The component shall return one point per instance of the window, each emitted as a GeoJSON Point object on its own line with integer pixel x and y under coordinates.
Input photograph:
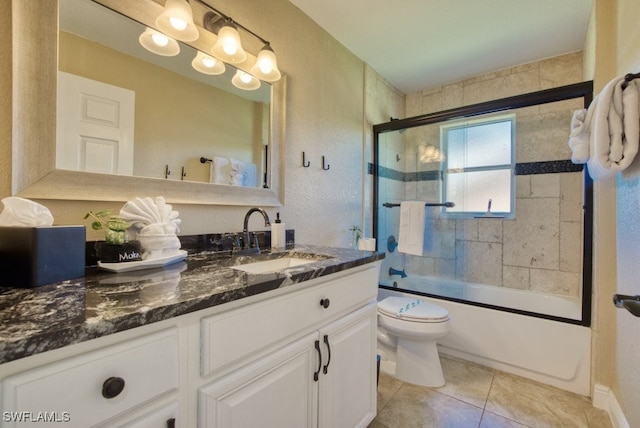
{"type": "Point", "coordinates": [477, 168]}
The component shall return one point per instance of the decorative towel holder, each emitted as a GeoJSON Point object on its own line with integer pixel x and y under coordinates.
{"type": "Point", "coordinates": [427, 204]}
{"type": "Point", "coordinates": [630, 303]}
{"type": "Point", "coordinates": [628, 78]}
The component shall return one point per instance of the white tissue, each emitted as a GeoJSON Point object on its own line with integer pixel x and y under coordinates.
{"type": "Point", "coordinates": [20, 212]}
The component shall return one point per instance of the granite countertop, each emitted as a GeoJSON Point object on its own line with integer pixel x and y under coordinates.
{"type": "Point", "coordinates": [53, 316]}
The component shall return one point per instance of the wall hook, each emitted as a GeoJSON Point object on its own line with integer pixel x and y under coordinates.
{"type": "Point", "coordinates": [323, 165]}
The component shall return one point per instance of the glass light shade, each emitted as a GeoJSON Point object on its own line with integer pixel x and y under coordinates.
{"type": "Point", "coordinates": [228, 46]}
{"type": "Point", "coordinates": [158, 43]}
{"type": "Point", "coordinates": [243, 80]}
{"type": "Point", "coordinates": [177, 21]}
{"type": "Point", "coordinates": [207, 64]}
{"type": "Point", "coordinates": [266, 66]}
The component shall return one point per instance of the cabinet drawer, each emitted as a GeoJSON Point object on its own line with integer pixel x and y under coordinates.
{"type": "Point", "coordinates": [239, 335]}
{"type": "Point", "coordinates": [73, 388]}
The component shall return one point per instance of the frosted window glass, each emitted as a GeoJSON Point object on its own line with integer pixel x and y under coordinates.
{"type": "Point", "coordinates": [479, 145]}
{"type": "Point", "coordinates": [471, 191]}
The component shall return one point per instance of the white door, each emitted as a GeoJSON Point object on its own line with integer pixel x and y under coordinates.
{"type": "Point", "coordinates": [348, 391]}
{"type": "Point", "coordinates": [275, 391]}
{"type": "Point", "coordinates": [95, 126]}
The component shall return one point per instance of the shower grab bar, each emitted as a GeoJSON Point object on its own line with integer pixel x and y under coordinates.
{"type": "Point", "coordinates": [631, 303]}
{"type": "Point", "coordinates": [427, 204]}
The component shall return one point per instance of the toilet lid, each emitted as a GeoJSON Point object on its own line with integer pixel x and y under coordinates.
{"type": "Point", "coordinates": [412, 309]}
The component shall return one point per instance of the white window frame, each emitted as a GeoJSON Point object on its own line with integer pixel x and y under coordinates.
{"type": "Point", "coordinates": [511, 167]}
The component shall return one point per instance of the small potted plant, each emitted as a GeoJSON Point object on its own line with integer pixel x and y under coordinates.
{"type": "Point", "coordinates": [115, 247]}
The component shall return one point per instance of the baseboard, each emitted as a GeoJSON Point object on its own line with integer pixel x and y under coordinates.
{"type": "Point", "coordinates": [605, 399]}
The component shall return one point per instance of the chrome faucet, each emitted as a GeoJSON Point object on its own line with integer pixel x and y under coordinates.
{"type": "Point", "coordinates": [246, 240]}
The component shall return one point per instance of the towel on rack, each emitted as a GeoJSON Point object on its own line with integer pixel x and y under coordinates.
{"type": "Point", "coordinates": [250, 178]}
{"type": "Point", "coordinates": [611, 127]}
{"type": "Point", "coordinates": [236, 172]}
{"type": "Point", "coordinates": [219, 170]}
{"type": "Point", "coordinates": [411, 235]}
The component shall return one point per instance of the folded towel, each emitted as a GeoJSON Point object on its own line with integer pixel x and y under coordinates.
{"type": "Point", "coordinates": [155, 224]}
{"type": "Point", "coordinates": [236, 172]}
{"type": "Point", "coordinates": [250, 178]}
{"type": "Point", "coordinates": [219, 170]}
{"type": "Point", "coordinates": [411, 235]}
{"type": "Point", "coordinates": [611, 127]}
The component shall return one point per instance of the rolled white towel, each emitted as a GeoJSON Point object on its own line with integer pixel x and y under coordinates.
{"type": "Point", "coordinates": [615, 131]}
{"type": "Point", "coordinates": [219, 170]}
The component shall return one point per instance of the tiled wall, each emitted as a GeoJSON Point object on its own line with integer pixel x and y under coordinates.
{"type": "Point", "coordinates": [541, 248]}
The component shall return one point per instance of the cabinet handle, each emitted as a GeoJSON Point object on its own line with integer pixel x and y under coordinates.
{"type": "Point", "coordinates": [112, 387]}
{"type": "Point", "coordinates": [325, 369]}
{"type": "Point", "coordinates": [316, 374]}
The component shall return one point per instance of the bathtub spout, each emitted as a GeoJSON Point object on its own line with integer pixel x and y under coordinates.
{"type": "Point", "coordinates": [393, 271]}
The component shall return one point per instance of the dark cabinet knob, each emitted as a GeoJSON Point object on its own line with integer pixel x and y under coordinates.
{"type": "Point", "coordinates": [112, 387]}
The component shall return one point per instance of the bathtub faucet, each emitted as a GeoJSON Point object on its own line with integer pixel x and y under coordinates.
{"type": "Point", "coordinates": [393, 271]}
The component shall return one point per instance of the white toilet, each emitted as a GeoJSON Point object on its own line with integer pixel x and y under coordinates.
{"type": "Point", "coordinates": [407, 332]}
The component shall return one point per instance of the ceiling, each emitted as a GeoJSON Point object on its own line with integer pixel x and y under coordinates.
{"type": "Point", "coordinates": [417, 44]}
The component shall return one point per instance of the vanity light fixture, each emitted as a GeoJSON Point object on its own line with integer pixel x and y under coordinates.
{"type": "Point", "coordinates": [244, 80]}
{"type": "Point", "coordinates": [266, 66]}
{"type": "Point", "coordinates": [228, 47]}
{"type": "Point", "coordinates": [177, 21]}
{"type": "Point", "coordinates": [158, 43]}
{"type": "Point", "coordinates": [207, 64]}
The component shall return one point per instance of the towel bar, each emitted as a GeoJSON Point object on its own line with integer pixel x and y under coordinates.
{"type": "Point", "coordinates": [427, 204]}
{"type": "Point", "coordinates": [628, 78]}
{"type": "Point", "coordinates": [631, 303]}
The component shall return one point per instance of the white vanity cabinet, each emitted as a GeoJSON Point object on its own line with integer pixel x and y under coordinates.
{"type": "Point", "coordinates": [299, 356]}
{"type": "Point", "coordinates": [91, 388]}
{"type": "Point", "coordinates": [306, 359]}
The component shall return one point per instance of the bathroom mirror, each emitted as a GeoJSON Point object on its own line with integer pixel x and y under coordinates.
{"type": "Point", "coordinates": [39, 178]}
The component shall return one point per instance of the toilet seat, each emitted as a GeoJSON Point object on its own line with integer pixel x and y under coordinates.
{"type": "Point", "coordinates": [413, 310]}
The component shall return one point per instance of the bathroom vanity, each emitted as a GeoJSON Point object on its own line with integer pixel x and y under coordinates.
{"type": "Point", "coordinates": [204, 342]}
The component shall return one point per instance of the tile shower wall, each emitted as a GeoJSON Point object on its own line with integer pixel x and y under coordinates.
{"type": "Point", "coordinates": [541, 248]}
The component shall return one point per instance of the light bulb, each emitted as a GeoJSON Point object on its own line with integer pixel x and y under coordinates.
{"type": "Point", "coordinates": [177, 23]}
{"type": "Point", "coordinates": [208, 62]}
{"type": "Point", "coordinates": [245, 77]}
{"type": "Point", "coordinates": [266, 66]}
{"type": "Point", "coordinates": [160, 39]}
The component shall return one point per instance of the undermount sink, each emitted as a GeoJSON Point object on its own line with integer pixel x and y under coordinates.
{"type": "Point", "coordinates": [274, 265]}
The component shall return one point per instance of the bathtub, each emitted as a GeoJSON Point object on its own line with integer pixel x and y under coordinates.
{"type": "Point", "coordinates": [548, 351]}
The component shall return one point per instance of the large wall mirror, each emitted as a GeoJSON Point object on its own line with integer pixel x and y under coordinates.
{"type": "Point", "coordinates": [179, 115]}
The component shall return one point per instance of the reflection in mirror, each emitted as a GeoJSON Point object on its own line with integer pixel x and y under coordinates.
{"type": "Point", "coordinates": [154, 116]}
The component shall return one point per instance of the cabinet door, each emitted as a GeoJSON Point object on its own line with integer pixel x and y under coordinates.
{"type": "Point", "coordinates": [348, 388]}
{"type": "Point", "coordinates": [275, 391]}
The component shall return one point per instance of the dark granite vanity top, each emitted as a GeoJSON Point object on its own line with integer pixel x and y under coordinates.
{"type": "Point", "coordinates": [101, 303]}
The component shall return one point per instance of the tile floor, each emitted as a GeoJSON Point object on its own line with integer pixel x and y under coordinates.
{"type": "Point", "coordinates": [481, 397]}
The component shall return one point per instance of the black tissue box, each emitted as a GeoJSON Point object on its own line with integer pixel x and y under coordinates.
{"type": "Point", "coordinates": [35, 256]}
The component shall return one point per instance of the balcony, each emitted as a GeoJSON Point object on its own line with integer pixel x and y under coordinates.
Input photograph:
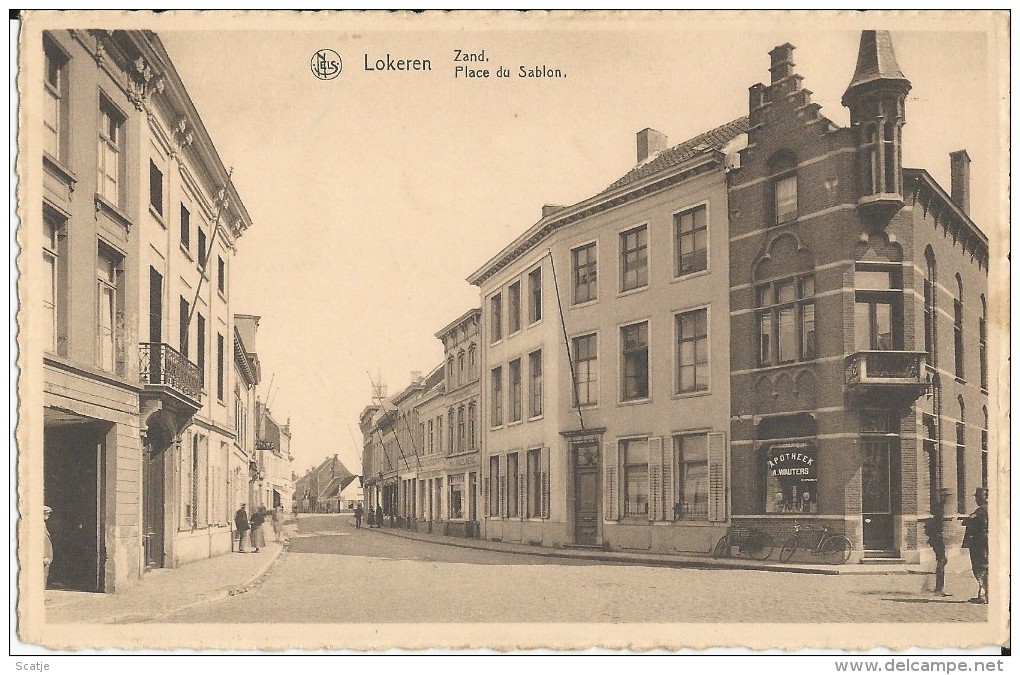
{"type": "Point", "coordinates": [170, 379]}
{"type": "Point", "coordinates": [885, 377]}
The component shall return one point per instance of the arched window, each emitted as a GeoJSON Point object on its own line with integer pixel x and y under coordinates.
{"type": "Point", "coordinates": [982, 344]}
{"type": "Point", "coordinates": [961, 459]}
{"type": "Point", "coordinates": [958, 328]}
{"type": "Point", "coordinates": [930, 314]}
{"type": "Point", "coordinates": [782, 166]}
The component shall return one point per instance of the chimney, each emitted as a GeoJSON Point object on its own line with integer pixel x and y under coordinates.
{"type": "Point", "coordinates": [960, 178]}
{"type": "Point", "coordinates": [782, 62]}
{"type": "Point", "coordinates": [649, 143]}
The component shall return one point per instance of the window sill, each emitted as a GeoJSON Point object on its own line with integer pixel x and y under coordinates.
{"type": "Point", "coordinates": [692, 275]}
{"type": "Point", "coordinates": [157, 215]}
{"type": "Point", "coordinates": [632, 292]}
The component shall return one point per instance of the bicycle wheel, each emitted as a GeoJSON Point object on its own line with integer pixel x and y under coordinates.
{"type": "Point", "coordinates": [759, 546]}
{"type": "Point", "coordinates": [721, 548]}
{"type": "Point", "coordinates": [836, 550]}
{"type": "Point", "coordinates": [788, 549]}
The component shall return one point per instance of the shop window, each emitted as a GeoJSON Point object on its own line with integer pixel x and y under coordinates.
{"type": "Point", "coordinates": [791, 478]}
{"type": "Point", "coordinates": [691, 231]}
{"type": "Point", "coordinates": [585, 273]}
{"type": "Point", "coordinates": [634, 455]}
{"type": "Point", "coordinates": [633, 258]}
{"type": "Point", "coordinates": [633, 342]}
{"type": "Point", "coordinates": [691, 474]}
{"type": "Point", "coordinates": [785, 320]}
{"type": "Point", "coordinates": [877, 308]}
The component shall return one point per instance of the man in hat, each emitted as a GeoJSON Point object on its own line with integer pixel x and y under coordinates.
{"type": "Point", "coordinates": [241, 526]}
{"type": "Point", "coordinates": [934, 528]}
{"type": "Point", "coordinates": [48, 553]}
{"type": "Point", "coordinates": [975, 539]}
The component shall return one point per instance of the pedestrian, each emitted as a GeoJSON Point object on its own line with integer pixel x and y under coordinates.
{"type": "Point", "coordinates": [241, 526]}
{"type": "Point", "coordinates": [934, 529]}
{"type": "Point", "coordinates": [48, 551]}
{"type": "Point", "coordinates": [258, 534]}
{"type": "Point", "coordinates": [277, 522]}
{"type": "Point", "coordinates": [975, 539]}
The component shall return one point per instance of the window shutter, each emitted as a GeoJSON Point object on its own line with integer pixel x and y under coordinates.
{"type": "Point", "coordinates": [486, 499]}
{"type": "Point", "coordinates": [544, 480]}
{"type": "Point", "coordinates": [522, 489]}
{"type": "Point", "coordinates": [668, 501]}
{"type": "Point", "coordinates": [655, 478]}
{"type": "Point", "coordinates": [717, 476]}
{"type": "Point", "coordinates": [611, 489]}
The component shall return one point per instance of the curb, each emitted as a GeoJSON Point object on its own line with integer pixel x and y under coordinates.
{"type": "Point", "coordinates": [629, 559]}
{"type": "Point", "coordinates": [243, 587]}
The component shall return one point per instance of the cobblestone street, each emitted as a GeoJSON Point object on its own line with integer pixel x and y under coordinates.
{"type": "Point", "coordinates": [334, 573]}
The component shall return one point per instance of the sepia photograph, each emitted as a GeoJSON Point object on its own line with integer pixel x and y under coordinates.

========================

■ PROBLEM TO SOLVE:
Using the records above, please repeat the line with "the curb, each" and every line after it exactly, and give no other text.

■ RESULT FOR THIS TASK:
The component shall return one point per instance of the curb, each emitted as a GeoJSON Point object on its own line with integer pixel x and y under coordinates.
{"type": "Point", "coordinates": [629, 559]}
{"type": "Point", "coordinates": [243, 587]}
The component shall return one point per instance of the cobblestone street, each emitted as a GeoJSON Point object on its own line with integer pixel x and y under coordinates.
{"type": "Point", "coordinates": [334, 573]}
The component shall return one point per instance of the sepia photograph, each emitted as a GeoJSON Point object on its own line with integer pixel x and y under coordinates.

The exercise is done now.